Reproduce the entries from the line holding "locate the handrail in the photo above" through the end of the entries, inclusive, replacing "dirt road" with "gravel track" and leaving everything else unchanged.

········

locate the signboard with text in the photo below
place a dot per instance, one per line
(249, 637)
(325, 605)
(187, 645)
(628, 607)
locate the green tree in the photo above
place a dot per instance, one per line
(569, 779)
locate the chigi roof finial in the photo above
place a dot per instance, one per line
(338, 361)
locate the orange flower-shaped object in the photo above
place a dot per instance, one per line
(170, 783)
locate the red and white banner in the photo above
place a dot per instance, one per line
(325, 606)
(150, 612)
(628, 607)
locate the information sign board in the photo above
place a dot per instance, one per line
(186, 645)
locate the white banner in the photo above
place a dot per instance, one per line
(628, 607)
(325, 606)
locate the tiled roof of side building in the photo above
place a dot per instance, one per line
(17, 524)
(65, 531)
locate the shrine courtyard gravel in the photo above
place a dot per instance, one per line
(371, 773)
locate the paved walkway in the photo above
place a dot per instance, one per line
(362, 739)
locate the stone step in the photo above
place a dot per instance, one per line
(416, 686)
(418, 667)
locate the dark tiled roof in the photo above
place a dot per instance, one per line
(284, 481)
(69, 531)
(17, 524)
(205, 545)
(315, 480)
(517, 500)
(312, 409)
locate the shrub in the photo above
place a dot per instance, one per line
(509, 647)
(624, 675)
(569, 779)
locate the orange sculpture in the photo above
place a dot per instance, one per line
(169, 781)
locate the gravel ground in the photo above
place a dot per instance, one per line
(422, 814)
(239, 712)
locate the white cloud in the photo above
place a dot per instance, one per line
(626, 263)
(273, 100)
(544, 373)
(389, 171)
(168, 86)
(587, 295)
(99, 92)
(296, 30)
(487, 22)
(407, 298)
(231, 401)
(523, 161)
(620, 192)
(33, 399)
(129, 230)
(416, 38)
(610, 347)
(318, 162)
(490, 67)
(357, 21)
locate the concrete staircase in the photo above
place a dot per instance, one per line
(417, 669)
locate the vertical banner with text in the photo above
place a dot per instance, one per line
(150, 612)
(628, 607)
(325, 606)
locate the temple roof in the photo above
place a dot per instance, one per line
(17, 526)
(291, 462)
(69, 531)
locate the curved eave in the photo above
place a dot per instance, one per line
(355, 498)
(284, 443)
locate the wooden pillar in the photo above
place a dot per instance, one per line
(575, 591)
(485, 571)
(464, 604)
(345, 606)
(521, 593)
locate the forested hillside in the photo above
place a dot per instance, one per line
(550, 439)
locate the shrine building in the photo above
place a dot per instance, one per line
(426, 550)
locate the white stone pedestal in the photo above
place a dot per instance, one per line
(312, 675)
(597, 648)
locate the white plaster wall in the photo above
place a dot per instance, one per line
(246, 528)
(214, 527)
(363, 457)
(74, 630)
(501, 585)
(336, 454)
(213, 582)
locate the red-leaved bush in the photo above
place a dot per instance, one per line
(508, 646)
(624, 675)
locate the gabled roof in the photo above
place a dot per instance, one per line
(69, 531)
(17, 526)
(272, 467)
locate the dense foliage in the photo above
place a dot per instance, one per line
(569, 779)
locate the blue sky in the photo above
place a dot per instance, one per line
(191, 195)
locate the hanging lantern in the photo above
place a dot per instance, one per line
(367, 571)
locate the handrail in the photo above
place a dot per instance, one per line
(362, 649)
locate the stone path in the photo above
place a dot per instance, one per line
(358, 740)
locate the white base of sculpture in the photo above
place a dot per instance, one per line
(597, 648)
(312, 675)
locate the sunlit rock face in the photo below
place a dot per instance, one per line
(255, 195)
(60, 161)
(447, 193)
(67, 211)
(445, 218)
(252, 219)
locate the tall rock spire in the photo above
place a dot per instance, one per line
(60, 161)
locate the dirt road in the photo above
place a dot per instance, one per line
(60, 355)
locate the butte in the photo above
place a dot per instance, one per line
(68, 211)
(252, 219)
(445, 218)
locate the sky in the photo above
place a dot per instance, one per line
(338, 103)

········

Expected answer:
locate the handrail in the photo above
place a dot per instance, one per line
(362, 649)
locate the stone path in the photo above
place a dot per instance, one per line
(358, 740)
locate the white base of sculpture in the photo above
place a dot per instance, one per line
(597, 648)
(312, 675)
locate the sunlit rock face in the photo below
place a dot per instance, one per line
(255, 195)
(60, 161)
(447, 193)
(67, 211)
(445, 218)
(252, 219)
locate the tall rock spire in the photo above
place a dot per instance, one per line
(60, 161)
locate the gravel track in the photo above
place a dot per instance, one per line
(60, 355)
locate the butte in the photo above
place a dot per instance, one per line
(68, 211)
(252, 219)
(445, 218)
locate the sky in the photo above
place a dot per instance, one per line
(338, 103)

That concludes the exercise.